#### SOURCE EXTRACT
▶
Francisco Javier Rodríguez Rubio (born 3 April 1976), also known as Paco Rodríguez Rubio or Pacho Rubio in Indonesia, is a Chilean former professional footballer who played as a striker for clubs in Chile and Indonesia.

Career
As a youth player, he was with both Universidad Católica and Universidad de Chile youth systems, where he coincided with players such as Marcelo Salas and Cristian Leiva in the last,

Despite he joined Arema Malang in the 1997–98 season by suggestion of his older brother and player of the team, Juan, Francisco made appearances in the 1999–2000 season, where he scored 10 goals. In addiiton to his brother, in the club he also coincided with his compatriot Rodrigo Araya.

Previously, he played for PSIM Yogyakarta and PSM Makassar.
◀
#### DATASET EXTRACT
▶
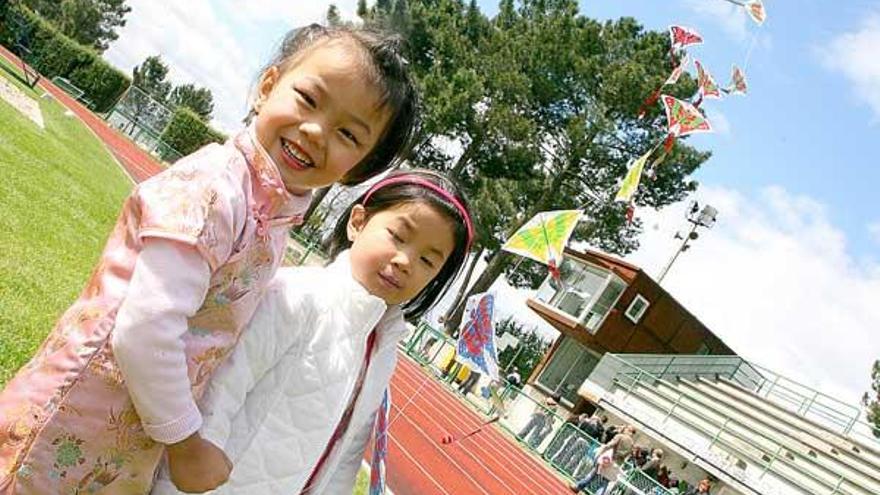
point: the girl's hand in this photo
◀
#### REQUIREMENT
Retype the entire biographical passage on the footballer Francisco Javier Rodríguez Rubio, keeping every word, spelling and punctuation mark unchanged.

#### RIGHT ANSWER
Francisco Javier Rodríguez Rubio (born 3 April 1976), also known as Paco Rodríguez Rubio or Pacho Rubio in Indonesia, is a Chilean former professional footballer who played as a striker for clubs in Chile and Indonesia.

Career
As a youth player, he was with both Universidad Católica and Universidad de Chile youth systems, where he coincided with players such as Marcelo Salas and Cristian Leiva in the last,

Despite he joined Arema Malang in the 1997–98 season by suggestion of his older brother and player of the team, Juan, Francisco made appearances in the 1999–2000 season, where he scored 10 goals. In addiiton to his brother, in the club he also coincided with his compatriot Rodrigo Araya.

Previously, he played for PSIM Yogyakarta and PSM Makassar.